Tâche à réaliser:
Pouvez-vous réécrire sous forme de liste le paragraphe du texte sur la chlamydiose qui commence par « La chlamydiose est une maladie malheureusement courante » en gardant ses faits principaux ?

La chlamydiose est une maladie malheureusement courante chez les ruminants. Elle se gère très bien par de la vaccination (en prévention) et il existe des traitements efficaces en cas d'épisodes cliniques. Ce n'est pas un problème qui relève des autorités préfectorales mais de l'éleveur et son vétérinaire... S'ils sont suffisamment compétents sauront très bien gérer. Pas de quoi faire un fromage d'un cas de chlamydiose. Et à ne pas mélanger avec la leucose, aucun rapport.

Eugénia
Eugénia
4 ans

Selon les articles de presse, c'est 48 ou 53 bêtes mortes... Ces éleveurs sont pitoyables. Les ruminants ne meurent pas de chlamydiose. Par contre les vaches peuvent avorter.
Mais dès qu'une vache avorte, son éleveur, s'il est suffisamment professionnel, en parle évidemment à son vétérinaire qui demande automatiquement des analyses pour rechercher la cause de l'avortement. Les résultats sont toujours envoyés aussitôt à l'éleveur.
Or les Lauret font mine de découvrir une situation vieille de 4 ans ! Ce sont des éleveurs incompétents qui font peser le poids de leur bêtise sur leur SICA (qui a fini par les virer) et sur les autorités sanitaires. Et on crie au scandale sanitaire !
C'est du grand n'importe quoi. Réunionnais, ne vous faites pas berner par ces nigauds, qui trouvent un appui de l'ADEFAR, association catastrophiste qui n'a qu'une seule volonté : démolir et voir disparaître les élevages réunionnais.
Ils sont en passe d'y arriver quand on voit la défiance navrante des consommateurs vis à vis des productions peï.

[Entrées de données]
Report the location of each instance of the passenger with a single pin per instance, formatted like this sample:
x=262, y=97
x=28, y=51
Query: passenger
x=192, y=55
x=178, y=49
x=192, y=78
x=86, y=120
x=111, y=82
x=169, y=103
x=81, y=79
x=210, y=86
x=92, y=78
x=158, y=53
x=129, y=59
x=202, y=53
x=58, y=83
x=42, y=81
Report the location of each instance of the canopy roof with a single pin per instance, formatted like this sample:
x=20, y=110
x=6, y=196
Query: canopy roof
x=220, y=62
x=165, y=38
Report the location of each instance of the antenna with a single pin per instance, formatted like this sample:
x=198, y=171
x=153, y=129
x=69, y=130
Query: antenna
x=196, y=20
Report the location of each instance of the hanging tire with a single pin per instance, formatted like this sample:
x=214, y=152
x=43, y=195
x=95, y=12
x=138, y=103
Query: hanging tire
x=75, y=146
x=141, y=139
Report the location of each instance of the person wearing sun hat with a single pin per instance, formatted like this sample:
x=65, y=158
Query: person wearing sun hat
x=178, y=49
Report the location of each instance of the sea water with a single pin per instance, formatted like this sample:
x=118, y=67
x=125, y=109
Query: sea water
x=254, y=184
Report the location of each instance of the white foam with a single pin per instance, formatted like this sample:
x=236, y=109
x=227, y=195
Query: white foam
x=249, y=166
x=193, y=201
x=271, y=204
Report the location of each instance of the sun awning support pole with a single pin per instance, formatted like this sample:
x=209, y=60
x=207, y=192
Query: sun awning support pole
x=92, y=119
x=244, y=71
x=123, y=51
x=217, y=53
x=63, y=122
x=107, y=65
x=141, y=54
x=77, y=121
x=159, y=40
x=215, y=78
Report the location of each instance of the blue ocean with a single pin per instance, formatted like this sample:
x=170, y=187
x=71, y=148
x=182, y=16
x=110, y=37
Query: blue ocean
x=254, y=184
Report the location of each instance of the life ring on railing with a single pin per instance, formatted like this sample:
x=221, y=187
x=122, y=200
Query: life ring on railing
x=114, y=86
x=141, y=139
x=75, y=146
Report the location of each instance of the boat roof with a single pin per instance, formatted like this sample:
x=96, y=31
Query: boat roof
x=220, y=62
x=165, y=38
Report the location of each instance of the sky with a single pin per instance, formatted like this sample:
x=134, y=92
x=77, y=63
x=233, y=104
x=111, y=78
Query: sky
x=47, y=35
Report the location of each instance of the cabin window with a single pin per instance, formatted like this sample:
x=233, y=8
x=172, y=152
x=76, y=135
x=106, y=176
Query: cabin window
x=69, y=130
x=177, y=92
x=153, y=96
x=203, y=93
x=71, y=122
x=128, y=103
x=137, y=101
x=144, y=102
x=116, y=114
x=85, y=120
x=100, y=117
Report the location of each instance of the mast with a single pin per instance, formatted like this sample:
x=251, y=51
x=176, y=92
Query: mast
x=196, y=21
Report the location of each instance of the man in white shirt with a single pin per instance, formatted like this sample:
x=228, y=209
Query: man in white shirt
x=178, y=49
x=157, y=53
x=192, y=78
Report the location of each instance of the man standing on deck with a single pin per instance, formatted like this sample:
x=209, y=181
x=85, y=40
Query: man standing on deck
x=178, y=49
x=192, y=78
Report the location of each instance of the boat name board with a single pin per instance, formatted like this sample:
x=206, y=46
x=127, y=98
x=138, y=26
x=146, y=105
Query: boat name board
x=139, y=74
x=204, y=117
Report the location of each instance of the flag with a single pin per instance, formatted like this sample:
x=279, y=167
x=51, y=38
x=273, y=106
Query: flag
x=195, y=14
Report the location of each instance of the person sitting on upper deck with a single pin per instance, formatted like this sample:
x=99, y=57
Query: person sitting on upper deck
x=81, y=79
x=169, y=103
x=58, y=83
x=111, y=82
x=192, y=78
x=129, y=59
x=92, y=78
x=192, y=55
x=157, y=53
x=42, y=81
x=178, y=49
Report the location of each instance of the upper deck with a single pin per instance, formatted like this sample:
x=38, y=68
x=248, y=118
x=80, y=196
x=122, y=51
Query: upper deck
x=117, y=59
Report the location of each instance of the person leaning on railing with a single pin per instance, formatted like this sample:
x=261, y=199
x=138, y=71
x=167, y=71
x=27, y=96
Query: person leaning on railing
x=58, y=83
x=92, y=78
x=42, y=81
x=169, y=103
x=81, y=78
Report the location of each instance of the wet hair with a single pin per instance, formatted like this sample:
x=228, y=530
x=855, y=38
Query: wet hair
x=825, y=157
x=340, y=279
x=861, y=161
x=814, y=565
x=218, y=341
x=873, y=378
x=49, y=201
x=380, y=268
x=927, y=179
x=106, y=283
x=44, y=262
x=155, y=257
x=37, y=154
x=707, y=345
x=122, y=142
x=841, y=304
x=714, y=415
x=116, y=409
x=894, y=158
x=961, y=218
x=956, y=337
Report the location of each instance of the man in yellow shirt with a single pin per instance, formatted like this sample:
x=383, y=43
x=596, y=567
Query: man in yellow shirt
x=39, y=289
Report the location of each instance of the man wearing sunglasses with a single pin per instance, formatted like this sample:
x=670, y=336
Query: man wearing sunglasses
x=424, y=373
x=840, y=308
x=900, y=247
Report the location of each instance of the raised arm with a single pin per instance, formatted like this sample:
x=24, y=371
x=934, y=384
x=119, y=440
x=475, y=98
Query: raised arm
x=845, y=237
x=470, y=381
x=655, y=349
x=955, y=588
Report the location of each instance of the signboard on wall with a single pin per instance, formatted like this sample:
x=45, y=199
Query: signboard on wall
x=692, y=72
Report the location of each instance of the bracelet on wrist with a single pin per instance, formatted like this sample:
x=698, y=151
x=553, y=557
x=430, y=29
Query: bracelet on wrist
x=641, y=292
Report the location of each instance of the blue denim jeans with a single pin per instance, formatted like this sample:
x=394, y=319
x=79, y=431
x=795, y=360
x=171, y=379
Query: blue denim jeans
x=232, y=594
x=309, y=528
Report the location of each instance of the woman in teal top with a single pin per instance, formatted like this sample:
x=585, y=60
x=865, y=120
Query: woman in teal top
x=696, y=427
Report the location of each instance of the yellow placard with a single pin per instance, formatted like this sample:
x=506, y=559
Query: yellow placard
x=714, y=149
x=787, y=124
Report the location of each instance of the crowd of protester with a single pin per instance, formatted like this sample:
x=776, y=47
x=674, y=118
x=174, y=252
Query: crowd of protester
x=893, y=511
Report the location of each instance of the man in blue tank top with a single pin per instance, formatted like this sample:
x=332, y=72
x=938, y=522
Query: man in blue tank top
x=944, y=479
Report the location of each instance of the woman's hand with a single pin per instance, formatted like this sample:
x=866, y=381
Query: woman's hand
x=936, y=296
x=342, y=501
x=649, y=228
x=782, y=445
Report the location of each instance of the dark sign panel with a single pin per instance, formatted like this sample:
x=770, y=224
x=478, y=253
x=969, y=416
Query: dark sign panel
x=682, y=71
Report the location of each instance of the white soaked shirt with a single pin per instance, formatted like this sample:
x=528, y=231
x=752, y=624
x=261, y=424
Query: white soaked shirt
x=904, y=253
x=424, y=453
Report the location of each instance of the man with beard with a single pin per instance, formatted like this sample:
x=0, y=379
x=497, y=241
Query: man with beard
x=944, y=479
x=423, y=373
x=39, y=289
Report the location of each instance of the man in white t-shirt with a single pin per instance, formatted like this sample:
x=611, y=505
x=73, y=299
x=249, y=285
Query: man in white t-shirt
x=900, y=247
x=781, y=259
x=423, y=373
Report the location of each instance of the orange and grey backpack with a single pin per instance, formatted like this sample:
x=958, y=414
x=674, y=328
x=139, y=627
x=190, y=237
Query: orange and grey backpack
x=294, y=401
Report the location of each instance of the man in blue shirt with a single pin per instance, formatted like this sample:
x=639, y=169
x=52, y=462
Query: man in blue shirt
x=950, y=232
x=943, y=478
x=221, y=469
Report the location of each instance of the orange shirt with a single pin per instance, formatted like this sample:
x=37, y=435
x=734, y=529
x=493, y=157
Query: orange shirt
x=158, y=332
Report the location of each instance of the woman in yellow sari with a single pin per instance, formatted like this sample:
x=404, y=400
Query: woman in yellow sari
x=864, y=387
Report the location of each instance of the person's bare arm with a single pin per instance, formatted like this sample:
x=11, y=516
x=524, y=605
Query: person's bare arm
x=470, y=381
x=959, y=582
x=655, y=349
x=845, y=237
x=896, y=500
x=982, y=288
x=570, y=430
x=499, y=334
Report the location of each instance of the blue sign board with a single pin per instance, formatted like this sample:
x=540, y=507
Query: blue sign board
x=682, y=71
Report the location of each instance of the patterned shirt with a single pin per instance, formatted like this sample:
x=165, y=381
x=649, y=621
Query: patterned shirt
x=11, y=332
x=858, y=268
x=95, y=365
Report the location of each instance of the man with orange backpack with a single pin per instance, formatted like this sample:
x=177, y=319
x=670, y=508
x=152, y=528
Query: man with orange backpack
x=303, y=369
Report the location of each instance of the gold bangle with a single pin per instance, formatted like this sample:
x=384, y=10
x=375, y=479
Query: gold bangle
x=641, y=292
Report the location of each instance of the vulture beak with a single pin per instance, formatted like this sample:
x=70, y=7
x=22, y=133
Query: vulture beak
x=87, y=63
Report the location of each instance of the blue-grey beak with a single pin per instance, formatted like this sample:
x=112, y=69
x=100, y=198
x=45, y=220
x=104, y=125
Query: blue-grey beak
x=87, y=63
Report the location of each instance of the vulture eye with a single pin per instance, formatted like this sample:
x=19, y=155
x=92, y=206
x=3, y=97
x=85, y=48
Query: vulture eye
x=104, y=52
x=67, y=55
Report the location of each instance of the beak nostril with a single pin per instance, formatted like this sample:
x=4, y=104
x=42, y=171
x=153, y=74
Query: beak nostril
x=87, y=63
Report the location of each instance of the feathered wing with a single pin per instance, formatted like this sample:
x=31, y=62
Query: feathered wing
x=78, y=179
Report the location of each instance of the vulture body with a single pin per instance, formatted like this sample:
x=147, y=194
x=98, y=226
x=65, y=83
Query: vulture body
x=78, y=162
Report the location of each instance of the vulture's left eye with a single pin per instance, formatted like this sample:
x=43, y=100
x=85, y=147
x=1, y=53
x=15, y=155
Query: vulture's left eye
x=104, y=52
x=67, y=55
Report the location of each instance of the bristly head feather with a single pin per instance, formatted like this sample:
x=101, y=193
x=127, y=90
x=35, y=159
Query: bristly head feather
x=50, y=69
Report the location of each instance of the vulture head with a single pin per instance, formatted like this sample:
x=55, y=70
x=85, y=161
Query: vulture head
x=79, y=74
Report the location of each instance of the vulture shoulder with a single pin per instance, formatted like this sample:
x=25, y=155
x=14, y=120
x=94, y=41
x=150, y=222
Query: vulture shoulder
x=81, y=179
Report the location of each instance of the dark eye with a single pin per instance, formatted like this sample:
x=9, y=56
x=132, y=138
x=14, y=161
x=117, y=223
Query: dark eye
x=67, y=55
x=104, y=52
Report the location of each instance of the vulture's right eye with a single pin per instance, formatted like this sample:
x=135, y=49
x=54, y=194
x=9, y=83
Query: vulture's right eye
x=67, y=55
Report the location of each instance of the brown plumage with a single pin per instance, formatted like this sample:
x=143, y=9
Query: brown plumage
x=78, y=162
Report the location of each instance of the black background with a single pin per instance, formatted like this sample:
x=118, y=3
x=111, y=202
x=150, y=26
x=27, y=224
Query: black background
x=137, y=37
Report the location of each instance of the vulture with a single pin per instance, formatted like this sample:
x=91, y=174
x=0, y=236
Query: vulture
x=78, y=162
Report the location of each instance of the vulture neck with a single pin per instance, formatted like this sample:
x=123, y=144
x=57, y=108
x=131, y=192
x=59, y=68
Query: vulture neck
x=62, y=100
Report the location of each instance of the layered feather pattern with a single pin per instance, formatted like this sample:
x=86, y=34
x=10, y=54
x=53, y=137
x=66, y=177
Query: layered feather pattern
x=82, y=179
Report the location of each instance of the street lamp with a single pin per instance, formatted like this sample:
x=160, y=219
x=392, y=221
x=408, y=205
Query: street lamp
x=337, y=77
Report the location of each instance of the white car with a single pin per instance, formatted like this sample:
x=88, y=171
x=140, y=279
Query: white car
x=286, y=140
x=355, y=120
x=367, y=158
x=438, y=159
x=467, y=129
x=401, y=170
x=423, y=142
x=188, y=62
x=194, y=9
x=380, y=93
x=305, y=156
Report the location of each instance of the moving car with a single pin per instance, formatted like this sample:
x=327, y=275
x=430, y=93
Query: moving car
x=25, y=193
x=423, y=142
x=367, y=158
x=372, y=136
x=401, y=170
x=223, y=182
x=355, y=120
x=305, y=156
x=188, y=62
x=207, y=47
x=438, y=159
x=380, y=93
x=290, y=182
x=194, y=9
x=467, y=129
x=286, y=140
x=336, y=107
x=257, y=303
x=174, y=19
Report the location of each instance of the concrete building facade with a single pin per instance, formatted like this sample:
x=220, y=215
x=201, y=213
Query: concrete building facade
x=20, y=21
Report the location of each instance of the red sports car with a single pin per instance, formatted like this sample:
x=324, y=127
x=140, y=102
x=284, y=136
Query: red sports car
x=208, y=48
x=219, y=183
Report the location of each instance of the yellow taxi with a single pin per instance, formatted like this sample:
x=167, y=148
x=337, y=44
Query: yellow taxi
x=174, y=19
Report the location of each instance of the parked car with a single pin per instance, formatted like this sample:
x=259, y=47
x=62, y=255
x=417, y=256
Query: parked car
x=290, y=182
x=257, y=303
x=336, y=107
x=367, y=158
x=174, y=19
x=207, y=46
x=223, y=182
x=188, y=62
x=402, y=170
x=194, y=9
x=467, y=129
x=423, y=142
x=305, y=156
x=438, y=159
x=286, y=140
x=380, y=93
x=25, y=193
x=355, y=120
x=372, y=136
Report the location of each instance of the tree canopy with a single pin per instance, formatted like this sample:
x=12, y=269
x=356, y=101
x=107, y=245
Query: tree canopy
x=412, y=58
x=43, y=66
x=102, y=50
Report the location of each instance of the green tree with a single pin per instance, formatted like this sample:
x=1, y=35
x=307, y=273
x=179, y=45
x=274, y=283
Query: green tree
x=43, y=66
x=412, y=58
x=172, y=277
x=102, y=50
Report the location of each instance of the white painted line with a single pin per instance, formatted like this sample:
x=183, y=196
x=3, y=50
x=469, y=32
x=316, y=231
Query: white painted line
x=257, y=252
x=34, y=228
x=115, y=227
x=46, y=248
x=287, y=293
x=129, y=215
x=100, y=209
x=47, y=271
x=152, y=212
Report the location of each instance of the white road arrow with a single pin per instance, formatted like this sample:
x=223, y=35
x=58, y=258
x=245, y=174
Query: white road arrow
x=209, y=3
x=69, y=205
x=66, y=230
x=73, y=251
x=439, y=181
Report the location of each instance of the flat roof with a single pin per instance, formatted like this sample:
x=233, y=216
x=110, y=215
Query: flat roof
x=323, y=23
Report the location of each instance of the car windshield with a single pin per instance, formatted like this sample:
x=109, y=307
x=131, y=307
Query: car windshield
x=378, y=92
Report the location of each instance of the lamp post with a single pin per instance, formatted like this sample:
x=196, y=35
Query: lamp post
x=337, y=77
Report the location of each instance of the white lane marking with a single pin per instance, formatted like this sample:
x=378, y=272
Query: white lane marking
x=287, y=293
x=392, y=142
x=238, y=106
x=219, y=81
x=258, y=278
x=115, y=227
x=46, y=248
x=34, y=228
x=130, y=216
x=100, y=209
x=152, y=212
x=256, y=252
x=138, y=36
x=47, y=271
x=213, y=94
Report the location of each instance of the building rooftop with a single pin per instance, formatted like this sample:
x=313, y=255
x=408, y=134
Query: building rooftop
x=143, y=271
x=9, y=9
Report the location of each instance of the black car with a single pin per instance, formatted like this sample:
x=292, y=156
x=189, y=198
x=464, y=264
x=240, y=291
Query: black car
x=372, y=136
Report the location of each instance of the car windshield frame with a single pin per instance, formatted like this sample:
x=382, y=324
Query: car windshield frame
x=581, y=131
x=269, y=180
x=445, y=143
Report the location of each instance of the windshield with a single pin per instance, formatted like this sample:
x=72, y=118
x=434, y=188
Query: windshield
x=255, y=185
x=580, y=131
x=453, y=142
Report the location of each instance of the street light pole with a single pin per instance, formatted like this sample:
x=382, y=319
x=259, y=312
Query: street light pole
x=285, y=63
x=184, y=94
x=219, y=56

Réponse au problème:
- La chlamydiose est une maladie courante chez les ruminants.
- Elle se prévient par la vaccination, et des traitements efficaces existent en cas d'épisode clinique.
- Sa gestion relève de l'éleveur et de son vétérinaire, qui sauront la gérer s'ils sont compétents, et non des autorités préfectorales.
- Un cas de chlamydiose ne justifie pas d'en faire toute une affaire.
- Elle n'a aucun rapport avec la leucose.